_Text segment:_
○ ○ ○
This is the blurb from the back cover of The Poets’ Stairwell:

Claude Boon and Henry Luck, young poets in quest of their muses, cut a swathe through the cultural capitals and byways of Europe and Asia towards the end of the Cold War.

The Poets’ Stairwell revitalises the picaresque novel. Vibrant, sensuous and layered, it has a tumble of characters and pranks.

Anarchist puckish Beamish, the Isadora Duncan-like Eva, class warrior, Branca, a libidinous translator of poems with Jelena, her iconoclast daughter, Luc Courlai a jailed French philosopher, Titus the Yankee acrobat who cradles his gun like a baby, Mr Hark a saintly Irish funeral director, Willi a German truck driver versed in Thomas Aquinas and sensible Rhee, Henry’s girlfriend – amongst others.

Behind this company lives a virtual one of poets and philosophers from Yeats to Plato, attending as time and place invoke them. Our picaros’ adventures allow Alan Gould to discuss poetic inspiration from womb to self-conscious maturity.
○ ○ ○
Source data
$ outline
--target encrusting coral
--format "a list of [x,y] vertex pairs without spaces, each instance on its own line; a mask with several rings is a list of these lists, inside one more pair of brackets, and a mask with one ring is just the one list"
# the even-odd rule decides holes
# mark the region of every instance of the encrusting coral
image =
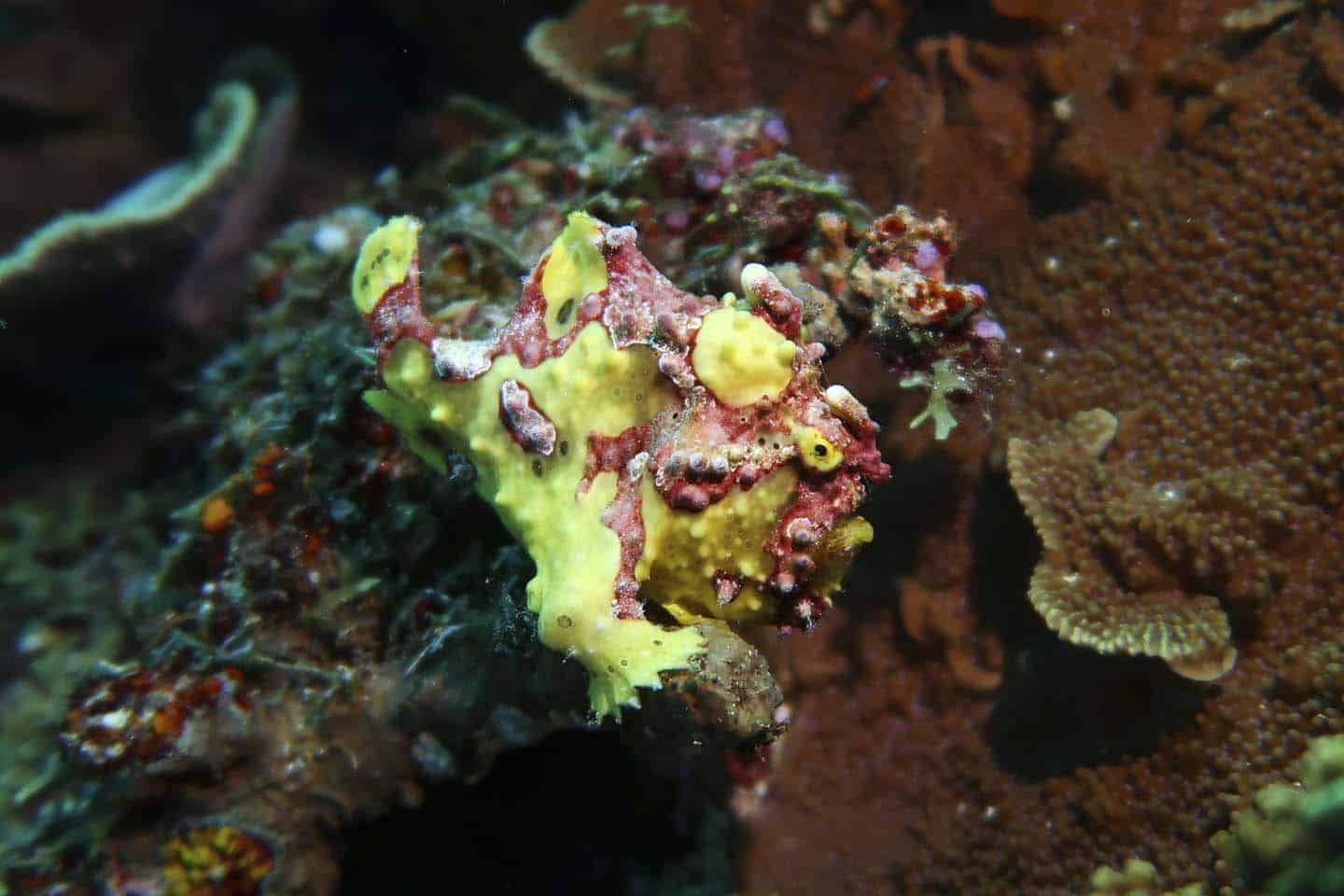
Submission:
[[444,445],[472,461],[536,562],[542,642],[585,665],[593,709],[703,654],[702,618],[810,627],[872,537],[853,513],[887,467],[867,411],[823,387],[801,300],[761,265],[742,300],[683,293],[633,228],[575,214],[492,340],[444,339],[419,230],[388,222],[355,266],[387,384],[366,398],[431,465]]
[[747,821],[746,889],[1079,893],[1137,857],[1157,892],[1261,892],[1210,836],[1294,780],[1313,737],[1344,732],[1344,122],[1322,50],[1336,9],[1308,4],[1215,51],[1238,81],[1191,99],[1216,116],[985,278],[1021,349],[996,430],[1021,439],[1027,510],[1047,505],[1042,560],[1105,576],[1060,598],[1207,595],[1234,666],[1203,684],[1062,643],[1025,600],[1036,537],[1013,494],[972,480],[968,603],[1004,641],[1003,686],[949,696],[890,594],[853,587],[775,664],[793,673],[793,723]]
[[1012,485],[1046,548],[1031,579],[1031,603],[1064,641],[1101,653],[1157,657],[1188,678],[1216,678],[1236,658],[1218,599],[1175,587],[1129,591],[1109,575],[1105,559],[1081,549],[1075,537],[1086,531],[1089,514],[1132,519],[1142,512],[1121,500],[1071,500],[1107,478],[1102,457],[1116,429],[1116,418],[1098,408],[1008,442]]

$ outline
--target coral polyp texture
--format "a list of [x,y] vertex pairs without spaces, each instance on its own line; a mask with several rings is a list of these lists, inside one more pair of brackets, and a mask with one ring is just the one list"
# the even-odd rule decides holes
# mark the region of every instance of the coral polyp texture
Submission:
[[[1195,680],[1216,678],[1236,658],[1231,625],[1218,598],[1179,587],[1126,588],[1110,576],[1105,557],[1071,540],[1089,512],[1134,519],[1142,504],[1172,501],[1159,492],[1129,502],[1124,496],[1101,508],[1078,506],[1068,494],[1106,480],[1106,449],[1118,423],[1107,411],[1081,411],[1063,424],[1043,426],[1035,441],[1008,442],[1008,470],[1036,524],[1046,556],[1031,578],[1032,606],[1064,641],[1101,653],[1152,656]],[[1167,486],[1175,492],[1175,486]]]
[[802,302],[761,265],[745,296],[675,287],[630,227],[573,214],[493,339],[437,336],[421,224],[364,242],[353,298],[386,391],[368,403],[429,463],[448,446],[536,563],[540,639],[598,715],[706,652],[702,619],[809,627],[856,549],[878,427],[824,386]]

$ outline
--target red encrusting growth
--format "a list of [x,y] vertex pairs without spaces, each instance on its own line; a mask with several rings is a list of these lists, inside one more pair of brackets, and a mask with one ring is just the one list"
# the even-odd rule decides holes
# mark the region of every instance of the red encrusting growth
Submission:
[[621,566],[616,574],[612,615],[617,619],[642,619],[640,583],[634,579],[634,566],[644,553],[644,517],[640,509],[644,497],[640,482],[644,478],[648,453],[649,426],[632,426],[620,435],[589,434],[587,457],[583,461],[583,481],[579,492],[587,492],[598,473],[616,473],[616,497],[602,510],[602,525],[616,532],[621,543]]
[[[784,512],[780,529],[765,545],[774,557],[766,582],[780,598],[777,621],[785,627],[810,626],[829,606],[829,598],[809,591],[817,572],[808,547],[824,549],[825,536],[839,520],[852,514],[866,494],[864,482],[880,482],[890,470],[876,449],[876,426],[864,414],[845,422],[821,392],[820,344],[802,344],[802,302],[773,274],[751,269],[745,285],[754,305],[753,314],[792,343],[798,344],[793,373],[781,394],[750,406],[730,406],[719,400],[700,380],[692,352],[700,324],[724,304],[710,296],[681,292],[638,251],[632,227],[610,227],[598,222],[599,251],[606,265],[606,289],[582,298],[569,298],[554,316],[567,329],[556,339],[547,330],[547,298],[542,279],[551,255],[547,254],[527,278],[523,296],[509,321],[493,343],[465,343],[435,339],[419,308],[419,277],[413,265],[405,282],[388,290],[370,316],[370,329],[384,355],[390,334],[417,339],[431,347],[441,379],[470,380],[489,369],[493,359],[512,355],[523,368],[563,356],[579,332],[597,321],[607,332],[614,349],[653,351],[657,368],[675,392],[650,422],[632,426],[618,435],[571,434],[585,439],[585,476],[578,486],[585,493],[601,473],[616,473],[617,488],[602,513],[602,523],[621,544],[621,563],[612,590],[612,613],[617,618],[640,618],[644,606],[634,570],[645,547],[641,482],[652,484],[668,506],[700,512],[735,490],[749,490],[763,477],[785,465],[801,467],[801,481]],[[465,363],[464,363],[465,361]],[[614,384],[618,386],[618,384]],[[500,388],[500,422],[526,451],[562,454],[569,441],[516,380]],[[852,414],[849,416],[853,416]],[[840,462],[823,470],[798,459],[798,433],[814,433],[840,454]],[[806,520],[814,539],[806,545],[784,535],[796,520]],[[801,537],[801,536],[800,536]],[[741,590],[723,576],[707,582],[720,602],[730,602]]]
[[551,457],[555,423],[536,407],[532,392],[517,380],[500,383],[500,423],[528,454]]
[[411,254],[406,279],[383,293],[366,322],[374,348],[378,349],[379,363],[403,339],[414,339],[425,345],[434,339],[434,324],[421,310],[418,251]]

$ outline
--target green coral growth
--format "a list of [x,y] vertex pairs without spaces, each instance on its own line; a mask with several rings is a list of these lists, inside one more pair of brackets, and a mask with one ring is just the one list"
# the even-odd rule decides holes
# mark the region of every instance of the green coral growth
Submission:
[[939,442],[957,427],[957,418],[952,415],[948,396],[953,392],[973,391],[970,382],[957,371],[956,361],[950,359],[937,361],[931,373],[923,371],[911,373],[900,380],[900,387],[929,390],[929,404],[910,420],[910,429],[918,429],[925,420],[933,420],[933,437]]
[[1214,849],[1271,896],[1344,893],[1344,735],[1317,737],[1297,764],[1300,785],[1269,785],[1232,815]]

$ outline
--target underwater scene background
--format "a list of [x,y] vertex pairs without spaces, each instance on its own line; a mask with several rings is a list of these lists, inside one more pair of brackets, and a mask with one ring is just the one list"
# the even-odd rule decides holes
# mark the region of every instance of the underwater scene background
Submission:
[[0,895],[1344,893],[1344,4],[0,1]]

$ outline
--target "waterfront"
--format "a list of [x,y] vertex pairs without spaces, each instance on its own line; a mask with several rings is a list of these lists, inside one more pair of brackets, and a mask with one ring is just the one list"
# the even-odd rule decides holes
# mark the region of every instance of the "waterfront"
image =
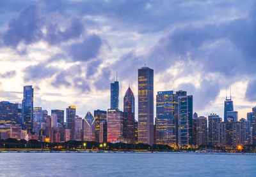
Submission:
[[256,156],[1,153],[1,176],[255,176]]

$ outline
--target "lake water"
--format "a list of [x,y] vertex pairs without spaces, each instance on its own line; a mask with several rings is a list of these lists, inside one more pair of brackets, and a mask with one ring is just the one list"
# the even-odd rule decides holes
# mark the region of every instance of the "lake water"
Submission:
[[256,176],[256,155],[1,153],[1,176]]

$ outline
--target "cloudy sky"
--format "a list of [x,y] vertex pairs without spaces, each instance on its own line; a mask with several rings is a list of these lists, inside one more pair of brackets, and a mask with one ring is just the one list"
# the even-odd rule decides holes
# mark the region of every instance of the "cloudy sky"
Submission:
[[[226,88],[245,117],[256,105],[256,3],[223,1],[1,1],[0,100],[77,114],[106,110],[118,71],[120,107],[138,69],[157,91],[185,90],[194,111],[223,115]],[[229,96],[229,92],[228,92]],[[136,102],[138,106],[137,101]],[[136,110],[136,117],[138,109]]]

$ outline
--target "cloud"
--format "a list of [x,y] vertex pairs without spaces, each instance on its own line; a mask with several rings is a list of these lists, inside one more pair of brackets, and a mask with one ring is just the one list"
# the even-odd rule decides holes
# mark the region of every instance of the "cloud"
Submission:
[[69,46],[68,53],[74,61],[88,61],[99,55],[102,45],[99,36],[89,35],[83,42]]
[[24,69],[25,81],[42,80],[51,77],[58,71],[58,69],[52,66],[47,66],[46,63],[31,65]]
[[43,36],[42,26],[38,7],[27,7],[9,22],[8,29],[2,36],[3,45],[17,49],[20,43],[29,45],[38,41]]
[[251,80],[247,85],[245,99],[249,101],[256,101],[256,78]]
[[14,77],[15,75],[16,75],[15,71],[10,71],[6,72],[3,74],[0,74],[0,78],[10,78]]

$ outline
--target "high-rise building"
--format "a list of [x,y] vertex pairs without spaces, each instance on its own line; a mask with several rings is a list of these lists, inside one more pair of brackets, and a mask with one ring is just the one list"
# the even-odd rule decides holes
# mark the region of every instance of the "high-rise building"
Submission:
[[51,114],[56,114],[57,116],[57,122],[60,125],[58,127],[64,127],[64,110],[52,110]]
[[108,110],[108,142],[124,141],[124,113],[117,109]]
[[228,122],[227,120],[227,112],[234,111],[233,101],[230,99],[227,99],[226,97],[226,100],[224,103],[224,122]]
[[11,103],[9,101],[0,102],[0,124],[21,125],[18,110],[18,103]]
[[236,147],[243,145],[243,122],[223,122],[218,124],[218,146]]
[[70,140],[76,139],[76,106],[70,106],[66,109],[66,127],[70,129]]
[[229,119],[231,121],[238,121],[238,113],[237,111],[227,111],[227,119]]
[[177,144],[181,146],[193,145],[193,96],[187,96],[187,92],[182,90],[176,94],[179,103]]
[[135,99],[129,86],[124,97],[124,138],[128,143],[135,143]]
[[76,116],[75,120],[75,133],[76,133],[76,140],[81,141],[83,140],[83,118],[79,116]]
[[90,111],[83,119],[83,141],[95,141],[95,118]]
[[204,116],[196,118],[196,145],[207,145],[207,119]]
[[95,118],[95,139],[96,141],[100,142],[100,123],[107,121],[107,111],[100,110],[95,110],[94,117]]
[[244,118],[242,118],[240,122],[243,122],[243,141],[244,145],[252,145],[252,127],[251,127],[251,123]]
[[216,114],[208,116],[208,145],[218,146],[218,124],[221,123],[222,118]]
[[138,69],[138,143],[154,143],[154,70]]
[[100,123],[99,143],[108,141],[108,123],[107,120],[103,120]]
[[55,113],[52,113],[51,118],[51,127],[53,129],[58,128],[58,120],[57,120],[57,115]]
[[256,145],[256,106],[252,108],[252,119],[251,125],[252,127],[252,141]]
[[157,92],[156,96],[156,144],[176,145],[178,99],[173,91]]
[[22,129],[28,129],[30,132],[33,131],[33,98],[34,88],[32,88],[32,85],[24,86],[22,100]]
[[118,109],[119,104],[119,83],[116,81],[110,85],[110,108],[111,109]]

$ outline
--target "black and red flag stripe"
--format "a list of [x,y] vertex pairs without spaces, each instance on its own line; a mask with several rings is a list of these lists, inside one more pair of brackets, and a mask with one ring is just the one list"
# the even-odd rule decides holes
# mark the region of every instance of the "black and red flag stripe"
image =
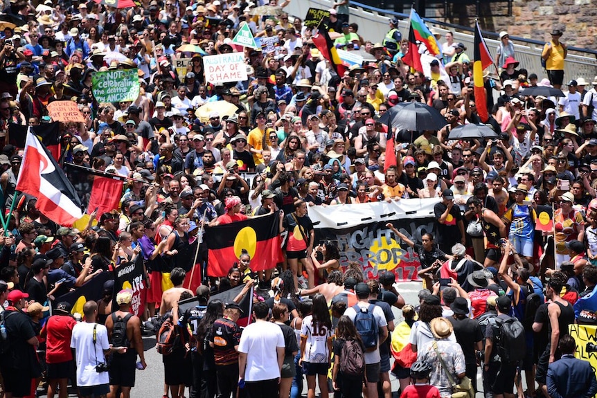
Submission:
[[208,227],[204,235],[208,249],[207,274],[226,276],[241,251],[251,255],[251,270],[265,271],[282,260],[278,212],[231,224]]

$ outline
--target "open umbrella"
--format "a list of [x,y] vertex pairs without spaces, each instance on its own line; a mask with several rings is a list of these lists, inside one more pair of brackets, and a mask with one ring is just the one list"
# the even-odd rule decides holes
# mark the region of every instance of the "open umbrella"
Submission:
○ ○ ○
_Requirement A:_ In the back-cover blurb for The Poets' Stairwell, what is Willi's job?
_Requirement B:_ Resume the back-cover blurb for The Poets' Stairwell after its last sentence.
The source data is separate material and has no connection to the back-cover blurb.

_Answer space A:_ He is a German truck driver.

_Answer space B:_
The tale of Martha the American plumber will make you cry. There is Sir John Cue the obstetrician who delivers Boon twice across a lifetime to round out the plot. And the meeting with Ted Hughes is not to be missed.

Look at this, from chapter 10 ‘Henry Unicorn’:

Illness and poetry, here was an antique theme.  Following this argument with Eva, Henry went down with a bad cold and, given how meagre were the t-shirts he wore beneath his suede jacket, this collapse was unsurprising.  The intellect that could seize upon the gist of Hegel hardly knew how to dress himself properly against the Canberra frosts.

For three weeks his nose dripped, his body drooped, and his complexion became more spectral than usual.  Rhee made soup for him, his English Honours set felt vaguely anxious about his mortality, perhaps with Keats or Chatterton in mind.  But Henry Luck, scholar, worked on through his infection, churning his essays on Wittgenstein and Wordsworth.  Once when I visited him, I found him in his chair, on his lap a book with a bright red cover, around him a snowdrift of dropped tissues, and the sight of his soggy person hunched around that eye-catching book was like seeing through fog where a furnace glowed from some open kiln door.

The Poets’ Stairwell, by Alan Gould, Black Pepper Publishing, 2015, ISBN 9781876044800, p.33

I was at uni at the same time as Alan Gould; we seem to have studied the same poets.  This novel is a delight.